What the exercise asks:
Set down the full data below exactly as given, please.

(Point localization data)
*** Begin section ***
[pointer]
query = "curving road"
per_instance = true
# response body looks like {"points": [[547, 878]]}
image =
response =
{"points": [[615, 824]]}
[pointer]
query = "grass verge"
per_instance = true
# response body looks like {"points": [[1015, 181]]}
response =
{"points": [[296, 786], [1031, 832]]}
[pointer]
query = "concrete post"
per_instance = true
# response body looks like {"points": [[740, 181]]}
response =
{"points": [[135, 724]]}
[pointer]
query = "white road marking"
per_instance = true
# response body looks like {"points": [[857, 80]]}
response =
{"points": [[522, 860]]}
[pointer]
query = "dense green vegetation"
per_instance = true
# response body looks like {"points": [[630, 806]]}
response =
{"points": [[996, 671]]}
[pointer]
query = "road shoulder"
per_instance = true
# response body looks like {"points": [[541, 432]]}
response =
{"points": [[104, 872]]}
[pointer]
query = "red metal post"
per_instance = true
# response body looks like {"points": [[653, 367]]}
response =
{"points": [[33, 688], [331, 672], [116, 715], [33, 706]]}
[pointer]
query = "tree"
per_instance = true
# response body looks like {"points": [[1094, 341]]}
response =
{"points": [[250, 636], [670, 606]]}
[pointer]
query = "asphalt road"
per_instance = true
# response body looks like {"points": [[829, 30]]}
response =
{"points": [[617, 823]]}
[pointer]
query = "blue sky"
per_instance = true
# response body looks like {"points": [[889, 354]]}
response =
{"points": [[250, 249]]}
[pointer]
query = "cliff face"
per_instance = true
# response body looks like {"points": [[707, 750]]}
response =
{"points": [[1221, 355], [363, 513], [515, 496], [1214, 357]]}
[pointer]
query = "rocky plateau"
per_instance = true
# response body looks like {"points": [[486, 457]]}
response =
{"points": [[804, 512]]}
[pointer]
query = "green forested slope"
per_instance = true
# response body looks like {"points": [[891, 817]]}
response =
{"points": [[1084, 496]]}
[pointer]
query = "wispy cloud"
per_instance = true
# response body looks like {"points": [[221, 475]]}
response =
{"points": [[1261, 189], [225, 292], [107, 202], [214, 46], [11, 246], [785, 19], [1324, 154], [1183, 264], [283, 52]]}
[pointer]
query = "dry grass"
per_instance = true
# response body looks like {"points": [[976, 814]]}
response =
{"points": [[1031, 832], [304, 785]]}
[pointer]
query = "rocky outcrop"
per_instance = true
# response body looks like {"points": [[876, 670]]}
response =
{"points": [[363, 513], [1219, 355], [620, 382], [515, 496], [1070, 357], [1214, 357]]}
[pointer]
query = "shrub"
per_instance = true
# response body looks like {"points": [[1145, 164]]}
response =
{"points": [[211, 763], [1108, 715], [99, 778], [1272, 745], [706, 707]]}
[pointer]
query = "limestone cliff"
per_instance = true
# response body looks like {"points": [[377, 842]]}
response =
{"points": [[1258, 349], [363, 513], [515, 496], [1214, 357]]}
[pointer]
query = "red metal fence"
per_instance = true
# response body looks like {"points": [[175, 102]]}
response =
*** End section ***
Answer box:
[pointer]
query = "curving road"
per_instance = true
# response body looks like {"points": [[547, 878]]}
image =
response =
{"points": [[615, 824]]}
[pointer]
query = "grass verge"
per_instance = true
# response body looks like {"points": [[1015, 181]]}
response =
{"points": [[296, 786], [1031, 832]]}
[pointer]
query = "concrete post"
per_instance = true
# response body looks like {"points": [[740, 181]]}
response =
{"points": [[135, 724]]}
[pointer]
query = "white road marking"
per_instance = true
# response body looks like {"points": [[857, 80]]}
response =
{"points": [[522, 860]]}
[pointer]
query = "dense green vegetation"
per_instance = true
# response body looks like {"points": [[630, 806]]}
response =
{"points": [[996, 671]]}
[pointer]
query = "road shoulder"
per_instance = true
# response body looks like {"points": [[541, 432]]}
response =
{"points": [[104, 872]]}
[pointer]
query = "red metal post"
per_instance = true
# response body looks like {"points": [[653, 367]]}
response =
{"points": [[33, 688], [331, 672], [116, 715], [33, 706]]}
[pointer]
query = "tree"
per_instance = true
# response body looks like {"points": [[1094, 341]]}
response =
{"points": [[250, 636], [670, 606]]}
[pointer]
query = "asphalt road"
per_instance = true
# response body looks like {"points": [[829, 30]]}
response =
{"points": [[617, 823]]}
[pointer]
query = "blue sky"
per_instance = true
# response body looks like {"points": [[889, 354]]}
response =
{"points": [[250, 249]]}
[pointer]
query = "cliff face"
per_instance = true
# response body looks like {"points": [[707, 750]]}
response =
{"points": [[1221, 355], [363, 513], [515, 496], [1214, 357]]}
[pointer]
query = "rocky plateau"
per_instance = true
# response body looks like {"points": [[486, 457]]}
response =
{"points": [[804, 512]]}
[pointer]
query = "green forested slope"
per_instance = true
# response body looks like {"points": [[891, 817]]}
response =
{"points": [[1084, 496]]}
[pointer]
query = "wispy cloud"
per_instance = true
# response body looks like {"points": [[221, 475]]}
response =
{"points": [[1261, 189], [225, 292], [107, 202], [214, 46], [11, 246], [785, 19], [1324, 154], [1183, 264], [283, 52]]}
[pointer]
query = "dry grass"
per_instance = true
# response body looks like {"points": [[976, 814]]}
response =
{"points": [[1031, 832], [304, 785]]}
[pointer]
query = "rocky outcrop"
per_instance = true
# response body looks like {"points": [[876, 670]]}
response =
{"points": [[363, 513], [1219, 355], [620, 382], [515, 496], [1070, 357], [1214, 357]]}
[pointer]
query = "shrub"
per_instance = true
# response body looks like {"points": [[1145, 164]]}
response =
{"points": [[211, 763], [1108, 715], [99, 778], [1272, 745], [706, 707]]}
[pointer]
query = "limestone cliff"
per_instance = true
# response body looks like {"points": [[377, 842]]}
response =
{"points": [[1258, 349], [363, 513], [515, 496], [1214, 357]]}
[pointer]
query = "red metal fence"
per_instance = true
# response body looks like {"points": [[175, 102]]}
response =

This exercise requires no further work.